"""

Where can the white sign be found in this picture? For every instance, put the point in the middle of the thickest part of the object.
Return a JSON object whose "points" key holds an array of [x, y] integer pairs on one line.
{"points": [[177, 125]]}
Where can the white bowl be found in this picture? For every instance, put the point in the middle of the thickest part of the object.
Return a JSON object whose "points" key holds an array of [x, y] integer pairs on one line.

"""

◆ PROBLEM TO SOLVE:
Reproduce each of the entries above verbatim, leaving every line unchanged.

◆ SOLVED PROBLEM:
Where can the white sign be found in this picture? For every instance, put the point in the middle of the thickest part of the object.
Return a JSON object whose "points" key holds an array of [x, y] integer pairs on one line.
{"points": [[177, 125]]}
Where can the white bowl be found in this picture? For every instance, put the point in the middle of the thickest part of the object.
Return a JSON object whose "points" key holds an array of [x, y] integer pairs on one line.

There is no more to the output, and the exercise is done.